Background: I work at Block/Square, on the team that owns (but didn't build) our internal Feature Flag system, and also have a lot of experience with using LaunchDarkly.
I like the idea of caching locally, although k8s makes that a bit more difficult since containers are typically ephemeral. People will use feature flags for things that they shouldn't, so eventually "falling back go default values" will cause production problems. One thing you can do to help with this is run proxies closer to your services. For example, LaunchDarkly has an open source "Relay".
Local evaluation seems to be pretty standard at this point, although I'd argue that delivering flag definitions is (relatively) easy. One of the real value-add of a product like LaunchDarkly is all the things they can do when your applications send evaluation data upstream: unused flags, only-ever-evaluated-to-the-default flags, only-ever-evaluated-to-one-outcome flags, etc.

--------

* REQUESTS
a - Name every kind of flag that, according to the feature flag post, LaunchDarkly can identify from the evaluation data applications send upstream.
b - Write what comes next in the feature flag post, picking up after its final sentence.

* PROVIDED MATERIAL
--------

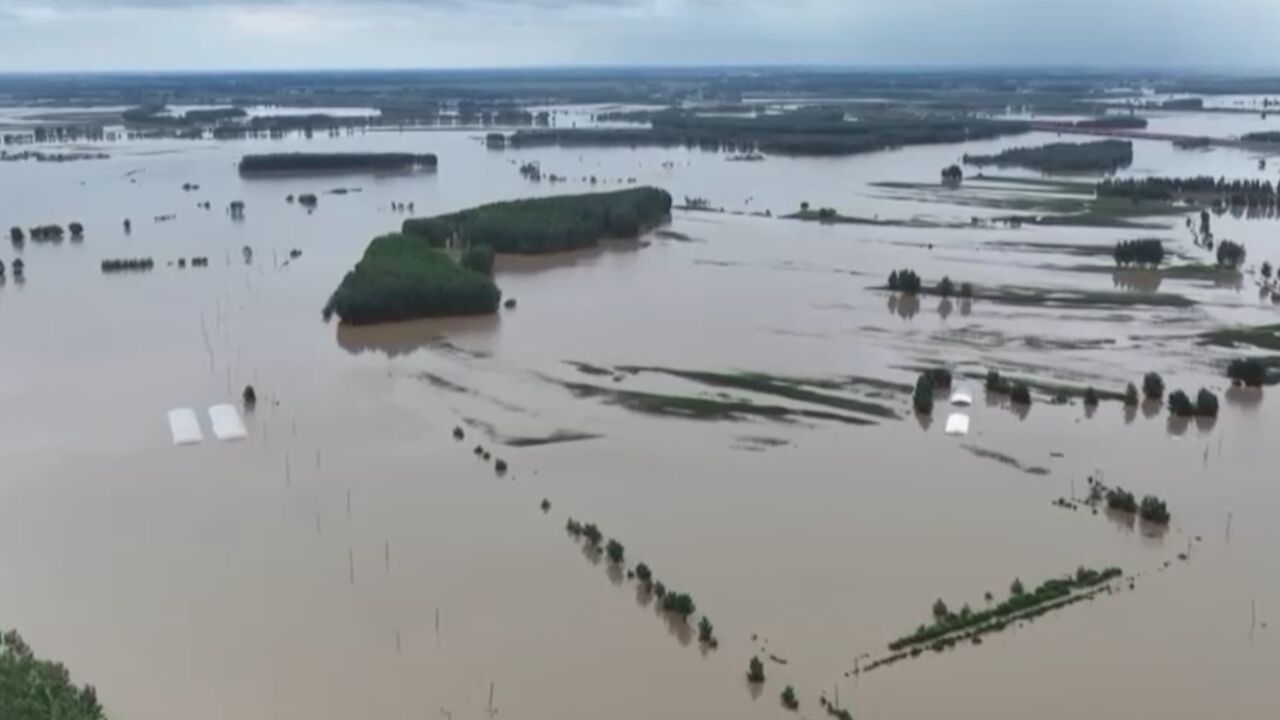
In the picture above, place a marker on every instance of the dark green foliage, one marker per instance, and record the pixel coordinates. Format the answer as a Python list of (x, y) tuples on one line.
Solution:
[(40, 689), (1152, 386), (1206, 404), (1020, 393), (478, 259), (1180, 405), (1248, 370), (1102, 155), (615, 551), (1230, 254), (401, 277), (1153, 510), (680, 604), (906, 282), (548, 224), (705, 630), (1147, 251), (946, 288), (1121, 500), (1019, 601), (922, 399), (1237, 194), (1130, 396), (333, 162), (789, 698)]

--------

* ANSWERS FOR THE EXERCISE
a -
- Unused flags
- Only-ever-evaluated-to-the-default flags
- Only-ever-evaluated-to-one-outcome flags

b -
One best practice that I'd love to see spread (in our codebases too) is always naming the full feature flag directly in code, as a string (not a constant). I'd argue the same practice should be taken with metrics names.
One of the most useful things to know (but seldom communicated clearly near landing pages) is a basic sketch of the architecture. It's necessary to know how things will behave if there is trouble. For instance: our internal system uses ZK to store (protobuf) flag definitions, and applications set watches to be notified of changes. LaunchDarkly clients download all flags[1] in the project on connection, then stream changes.
If I were going to build a feature flag system, I would ensure that there is a global, incrementing counter that is updated every time any change is made, and make it a fundamental aspect of the design. That way, clients can cache what they've seen, and easily fetch only necessary updates. You could also imagine annotating that generation ID into W3C Baggage, and passing it through the microservices call graph to ensure evaluation at a consistent point in time (clients would need to cache history for a minute or two, of course).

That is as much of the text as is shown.